#### [Direction a]
Reproduce, unchanged, every line of the listing from the one containing "the wooden fence" down to the last line of the listing, including both of those lines.

#### [Given text]

Some of you know my long drawn-out A with the MM that lasted years and devastated me. So I have been moving forward... spent a lot of time working on myself, my attitude, healing, and so forth. Started dating awhile ago actually (I have been out of the A for 2 years now) but really only started looking in any kind of 'serious' way recently.

 

I am beyond frustrated. I have joined a few organizations as a way to meet people because I haven't lived here long, but it hasn't worked well so far. I can't date people from work. I moved here (to the south US) a few years ago and it is very conservative for me - most people are into church organizations and I am not. So I have used internet dating sites, trying to be very discriminating as to who I will communicate with and especially, who I will meet.

 

I'm in my 40's and attractive and educated. My photos are real. My profile states "please don't contact me with just a 'hi' or one line - I will only reply to e-mails with substance and content". Not asking that much, right? Well, 99% of the messages I get (and there are hundreds) are the horrible 'winks' or e-mails saying 'How R U'? or men writing to tell me they think I have nice legs.

 

Furthermore, most of these men are at least 20 years older than me, with (being generous here) substantially less interest in physical fitness than I have. :confused: And I won't even touch upon the number of first dates I've gone on, only to discover that the photos attached to their profiles must have been 20 years old at least.

 

I am not picky physically, by the way. I know I am not a hot playboy bunny in my 20's. I just want someone who prioritizes physical fitness and health, and who isn't a liar! Is that really asking too much? :eek:

 

Anyway, I digress... my point was, for the SECOND TIME, I found out tonight that the man I was dating is actually married. :lmao: The first time (awhile ago) I had dated a man four or five times - he was great, very intelligent, and told me he was long-divorced. I happened to meet him in a large department store one weekend when he was with his wife. End of that.

 

Tonight I found out the man who I really could have found attractive, interesting, relationship potential... is also married. :lmao: He lied to me. We have gone on about six dates and he was getting "serious". The problem was, he could no longer hide the fact that he lives with his W and not on his own. He sent me a long e-mail earlier tonight to tell me that he is sorry he was dishonest, but he knew I would not "give him a chance" if I knew he was actually still married, but he has "every intention" of getting a divorce "soon". :eek:

 

I made it abundantly clear in my profiles and in my subsequent communications how I have zero tolerance for married men - not even separated men - because of past bad experiences. What is the problem!!?? Are married men all such scum? Are there NO decent single men - because I have yet to find any? It is all so depressing!

 

WHY do these men think they have a right to prowl around on dating sites presenting themselves as being single? How does anyone trust another person anymore?

 

By the way, my first experience with this was not even through a dating site - it was someone I met through participating in an organization.

 

I am beyond depressed. There are seriously no good men left. They are either happily married or dead!

#### [Direction b]
Translate this sentence from the post about online dating into Spanish: "How does anyone trust another person anymore?"

#### [Dataset rows]
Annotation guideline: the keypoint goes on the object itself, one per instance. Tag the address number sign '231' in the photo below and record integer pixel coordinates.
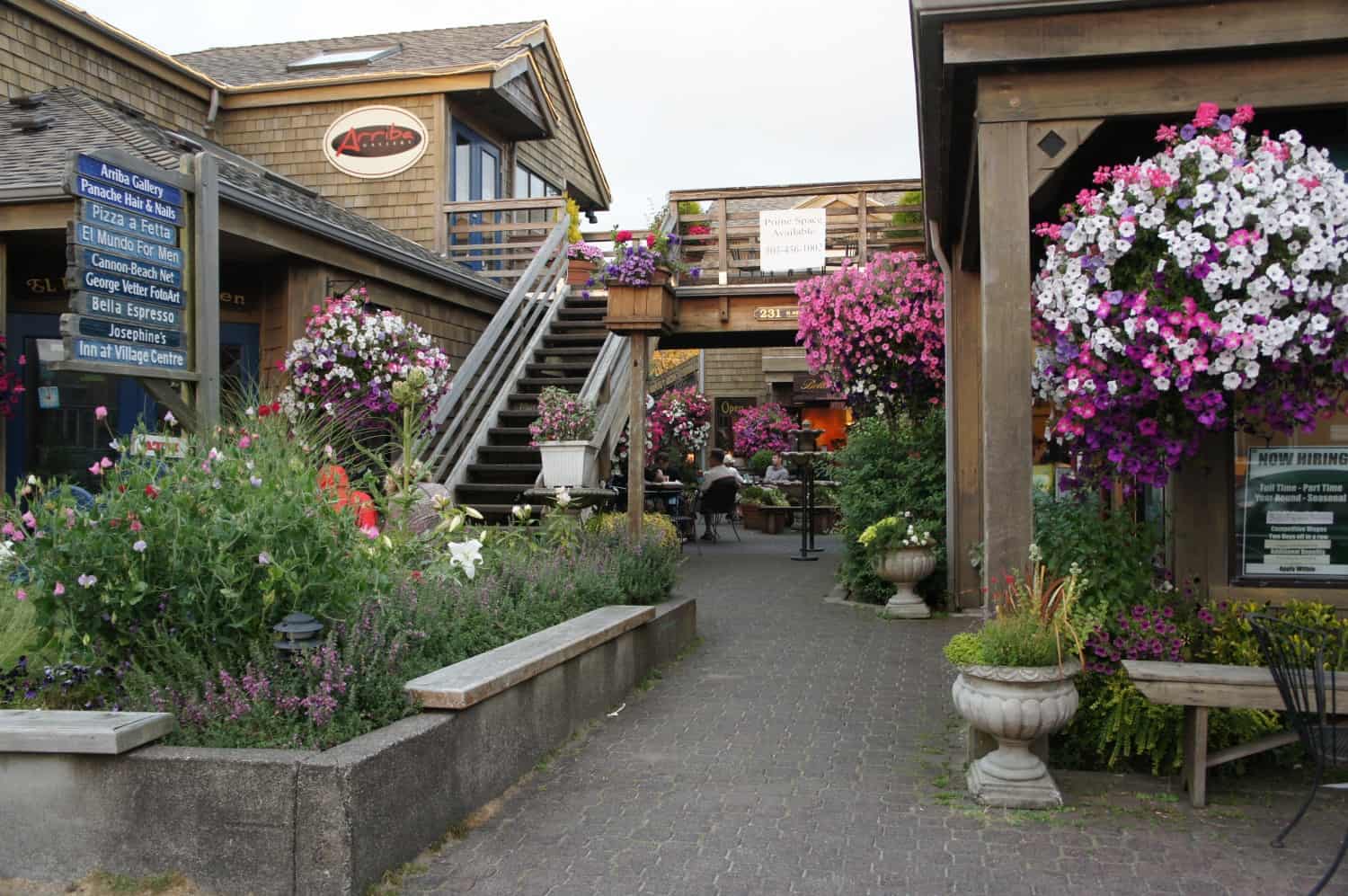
(375, 142)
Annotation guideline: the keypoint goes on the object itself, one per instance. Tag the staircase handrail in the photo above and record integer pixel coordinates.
(503, 347)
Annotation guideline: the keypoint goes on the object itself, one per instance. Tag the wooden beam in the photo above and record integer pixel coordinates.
(902, 185)
(1157, 30)
(636, 437)
(1170, 88)
(1051, 143)
(964, 425)
(1006, 347)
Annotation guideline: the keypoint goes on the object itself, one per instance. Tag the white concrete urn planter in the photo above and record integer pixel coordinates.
(905, 566)
(1015, 705)
(566, 464)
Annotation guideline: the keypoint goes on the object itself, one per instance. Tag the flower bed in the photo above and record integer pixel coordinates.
(1194, 291)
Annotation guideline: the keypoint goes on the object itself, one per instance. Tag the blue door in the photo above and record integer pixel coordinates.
(476, 177)
(54, 433)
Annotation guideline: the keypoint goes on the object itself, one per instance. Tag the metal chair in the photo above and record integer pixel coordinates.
(719, 497)
(1302, 663)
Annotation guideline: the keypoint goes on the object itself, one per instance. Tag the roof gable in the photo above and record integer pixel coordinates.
(437, 50)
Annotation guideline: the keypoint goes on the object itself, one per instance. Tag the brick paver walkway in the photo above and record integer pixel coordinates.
(809, 748)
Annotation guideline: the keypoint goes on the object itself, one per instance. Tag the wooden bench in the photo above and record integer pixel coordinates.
(474, 679)
(1200, 688)
(27, 731)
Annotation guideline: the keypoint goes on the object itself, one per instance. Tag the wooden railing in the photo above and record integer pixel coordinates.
(482, 386)
(860, 220)
(499, 237)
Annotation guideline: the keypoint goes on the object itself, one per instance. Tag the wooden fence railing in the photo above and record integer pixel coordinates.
(499, 237)
(862, 218)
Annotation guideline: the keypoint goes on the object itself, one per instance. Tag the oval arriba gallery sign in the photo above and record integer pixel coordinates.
(375, 142)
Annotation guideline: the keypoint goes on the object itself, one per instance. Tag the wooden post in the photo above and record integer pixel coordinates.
(722, 250)
(4, 329)
(636, 439)
(1202, 510)
(207, 288)
(962, 451)
(1006, 347)
(863, 223)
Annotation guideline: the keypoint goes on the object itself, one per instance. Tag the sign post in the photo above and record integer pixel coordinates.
(143, 248)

#### [Complete output a]
Annotation guideline: the keypoint goes on the object itself, one per instance. Tag the wooden fence railing in the photo above and record integer pixel coordinates.
(499, 237)
(862, 218)
Annotation guideline: the keypoint goes on the object itself, one per instance. Tag the oval arriba gallery sign in the photo above and record integer pixel coordinates.
(375, 142)
Annotation guideline: the keypoint goes on the object itself, one per instance. Tag the wooden post in the photo above and record integer pixel coordinates.
(722, 250)
(4, 329)
(636, 439)
(1202, 510)
(207, 288)
(962, 451)
(1006, 347)
(863, 223)
Annotation guideline: the keypoint goes on the object itself, one per instance. Tag the sign post in the photo above and record integer pixel coordinates.
(143, 248)

#### [Complete output b]
¿Cómo puede alguien confiar en otra persona hoy en día?